══ Provided text
Quarterly Fund Holdings Explained

Every fund managing $100 million or more must disclose every long equity position it holds — four times a year. This is Form 13F. It's the window into where the world's most sophisticated investors are putting their conviction, from Warren Buffett to Stanley Druckenmiller.

Who must file a Form 13F?

Any institutional investment manager controlling $100 million or more in Section 13(f) securities — exchange-listed equities, options, convertibles, and certain ETFs — must file Form 13F-HR quarterly with the SEC.

The filing deadline is 45 days after each calendar quarter end: roughly February 14, May 15, August 14, and November 14. The filing reflects holdings as of the last day of the quarter — December 31, March 31, June 30, and September 30.

"Institutional investment manager" is broad: it covers hedge funds, mutual funds, pension funds, insurance companies, banks, broker-dealers, and any entity that invests on behalf of others. Individual investors with $100M+ in a personal account also qualify. There are over 10,000 active 13F filers as of 2025.

What's included — and what's not

What's disclosed
  • All long equity positions (common stock)
════
What to do:
• 1. Show every line from the rows below that contains the string "plateau", treating case as significant.
• 2. Resume the text on Form 13F fund holdings from the point where it stops.
══ Records provided
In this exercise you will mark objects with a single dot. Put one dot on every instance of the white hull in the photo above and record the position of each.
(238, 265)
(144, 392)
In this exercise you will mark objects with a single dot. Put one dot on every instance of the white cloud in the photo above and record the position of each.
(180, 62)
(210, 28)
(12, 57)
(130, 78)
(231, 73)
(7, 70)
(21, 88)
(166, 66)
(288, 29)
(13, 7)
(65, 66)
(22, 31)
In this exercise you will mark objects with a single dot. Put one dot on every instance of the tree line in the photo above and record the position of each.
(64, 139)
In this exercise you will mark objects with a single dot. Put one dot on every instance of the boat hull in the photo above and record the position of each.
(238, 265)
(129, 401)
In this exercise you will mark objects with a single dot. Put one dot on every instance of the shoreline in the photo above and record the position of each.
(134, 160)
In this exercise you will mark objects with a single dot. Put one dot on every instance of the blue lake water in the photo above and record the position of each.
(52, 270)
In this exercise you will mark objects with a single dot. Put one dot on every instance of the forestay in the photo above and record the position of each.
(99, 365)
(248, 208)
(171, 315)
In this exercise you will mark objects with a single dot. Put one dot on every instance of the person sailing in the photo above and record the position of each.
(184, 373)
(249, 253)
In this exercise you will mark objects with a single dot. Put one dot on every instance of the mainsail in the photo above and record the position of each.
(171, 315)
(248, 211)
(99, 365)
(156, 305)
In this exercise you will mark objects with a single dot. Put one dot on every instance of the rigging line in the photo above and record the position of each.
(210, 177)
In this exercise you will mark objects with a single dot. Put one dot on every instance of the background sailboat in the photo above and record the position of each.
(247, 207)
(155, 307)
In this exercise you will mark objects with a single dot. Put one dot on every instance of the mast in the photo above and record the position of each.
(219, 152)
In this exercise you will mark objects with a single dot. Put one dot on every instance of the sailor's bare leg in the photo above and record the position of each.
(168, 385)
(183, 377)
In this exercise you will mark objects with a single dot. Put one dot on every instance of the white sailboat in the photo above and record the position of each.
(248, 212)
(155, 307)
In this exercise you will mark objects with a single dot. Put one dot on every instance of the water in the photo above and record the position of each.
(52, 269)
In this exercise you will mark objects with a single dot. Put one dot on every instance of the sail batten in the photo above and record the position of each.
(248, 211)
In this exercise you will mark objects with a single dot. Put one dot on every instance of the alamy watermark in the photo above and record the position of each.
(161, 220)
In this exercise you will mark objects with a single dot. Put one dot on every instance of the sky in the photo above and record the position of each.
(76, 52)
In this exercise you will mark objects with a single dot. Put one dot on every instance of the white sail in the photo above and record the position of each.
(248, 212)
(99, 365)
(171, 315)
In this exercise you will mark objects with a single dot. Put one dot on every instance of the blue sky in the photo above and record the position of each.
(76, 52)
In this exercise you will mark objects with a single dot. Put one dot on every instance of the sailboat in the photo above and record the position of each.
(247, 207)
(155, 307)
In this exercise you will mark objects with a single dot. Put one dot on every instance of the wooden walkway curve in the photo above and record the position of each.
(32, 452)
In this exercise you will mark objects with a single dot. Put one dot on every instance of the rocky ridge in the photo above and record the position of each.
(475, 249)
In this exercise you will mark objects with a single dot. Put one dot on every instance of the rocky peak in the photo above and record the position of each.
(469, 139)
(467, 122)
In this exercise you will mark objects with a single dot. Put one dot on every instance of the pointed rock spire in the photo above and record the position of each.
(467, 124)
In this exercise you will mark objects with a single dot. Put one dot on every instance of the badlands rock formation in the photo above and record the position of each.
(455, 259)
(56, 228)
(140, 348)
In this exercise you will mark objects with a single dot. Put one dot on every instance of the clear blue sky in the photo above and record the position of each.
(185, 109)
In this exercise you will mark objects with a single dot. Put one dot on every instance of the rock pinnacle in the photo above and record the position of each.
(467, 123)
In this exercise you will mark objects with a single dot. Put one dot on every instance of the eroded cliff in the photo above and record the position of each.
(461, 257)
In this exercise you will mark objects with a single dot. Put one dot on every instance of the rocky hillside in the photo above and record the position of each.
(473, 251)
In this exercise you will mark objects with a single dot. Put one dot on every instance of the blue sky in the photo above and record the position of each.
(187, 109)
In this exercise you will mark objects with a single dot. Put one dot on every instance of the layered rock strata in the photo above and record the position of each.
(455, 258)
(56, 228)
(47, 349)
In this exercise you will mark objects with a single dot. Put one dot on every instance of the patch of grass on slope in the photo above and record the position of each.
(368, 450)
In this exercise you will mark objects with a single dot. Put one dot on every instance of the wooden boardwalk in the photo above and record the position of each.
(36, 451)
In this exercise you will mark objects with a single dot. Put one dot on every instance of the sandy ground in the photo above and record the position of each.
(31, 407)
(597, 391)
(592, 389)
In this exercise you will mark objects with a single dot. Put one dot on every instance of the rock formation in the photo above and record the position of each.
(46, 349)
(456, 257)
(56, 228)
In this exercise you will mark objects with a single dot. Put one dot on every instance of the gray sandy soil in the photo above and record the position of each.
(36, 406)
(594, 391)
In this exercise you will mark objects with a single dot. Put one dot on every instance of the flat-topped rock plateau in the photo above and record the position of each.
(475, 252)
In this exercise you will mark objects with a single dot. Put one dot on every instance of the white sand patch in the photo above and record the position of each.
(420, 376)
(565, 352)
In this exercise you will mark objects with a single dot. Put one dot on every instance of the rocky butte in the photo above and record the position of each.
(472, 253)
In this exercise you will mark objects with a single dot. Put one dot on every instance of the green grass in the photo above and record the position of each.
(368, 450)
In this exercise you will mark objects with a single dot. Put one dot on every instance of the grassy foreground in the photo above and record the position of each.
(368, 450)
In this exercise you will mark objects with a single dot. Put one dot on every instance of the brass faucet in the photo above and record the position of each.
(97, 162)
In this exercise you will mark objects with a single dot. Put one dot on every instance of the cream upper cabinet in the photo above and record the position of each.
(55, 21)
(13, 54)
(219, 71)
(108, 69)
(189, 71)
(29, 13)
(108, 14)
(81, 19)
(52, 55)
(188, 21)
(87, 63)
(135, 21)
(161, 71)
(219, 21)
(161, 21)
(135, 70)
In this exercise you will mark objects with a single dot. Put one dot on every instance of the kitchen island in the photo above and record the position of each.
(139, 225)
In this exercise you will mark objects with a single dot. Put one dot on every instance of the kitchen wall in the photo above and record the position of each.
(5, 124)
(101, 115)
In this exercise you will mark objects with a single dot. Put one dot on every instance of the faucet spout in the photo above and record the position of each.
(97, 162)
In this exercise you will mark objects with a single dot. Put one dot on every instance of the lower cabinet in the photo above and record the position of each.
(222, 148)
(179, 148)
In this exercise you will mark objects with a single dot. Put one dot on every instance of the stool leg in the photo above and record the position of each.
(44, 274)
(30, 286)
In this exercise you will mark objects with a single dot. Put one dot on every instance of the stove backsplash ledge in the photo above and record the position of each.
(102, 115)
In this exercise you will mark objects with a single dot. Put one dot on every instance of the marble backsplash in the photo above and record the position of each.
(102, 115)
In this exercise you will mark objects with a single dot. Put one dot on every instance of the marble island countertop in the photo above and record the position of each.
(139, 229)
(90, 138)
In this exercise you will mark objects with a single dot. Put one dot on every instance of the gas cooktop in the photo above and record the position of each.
════
Task-by-task answers:
• 1.
In this exercise you will mark objects with a single dot. Put one dot on every instance of the flat-topped rock plateau in the photo above and record the position of each.

• 2.
  • Exchange-listed options (puts and calls)
  • Convertible debt securities
  • ETFs and trust units if exchange-listed
  • Position value in thousands of dollars
  • Share count and voting authority
What's NOT disclosed
  • Short positions — critically important omission
  • Bonds, fixed income, currencies
  • Private company holdings
  • Non-US listed securities
  • Positions already exited before quarter end
  • Intra-quarter trades and timing

The missing short positions are the most important blind spot. A fund that shows a massive long position in a stock may simultaneously be short a related name — the 13F only tells you half the story. A fund that looks bullish on Tech in aggregate via long positions could be running a pairs trade where they're net short the sector.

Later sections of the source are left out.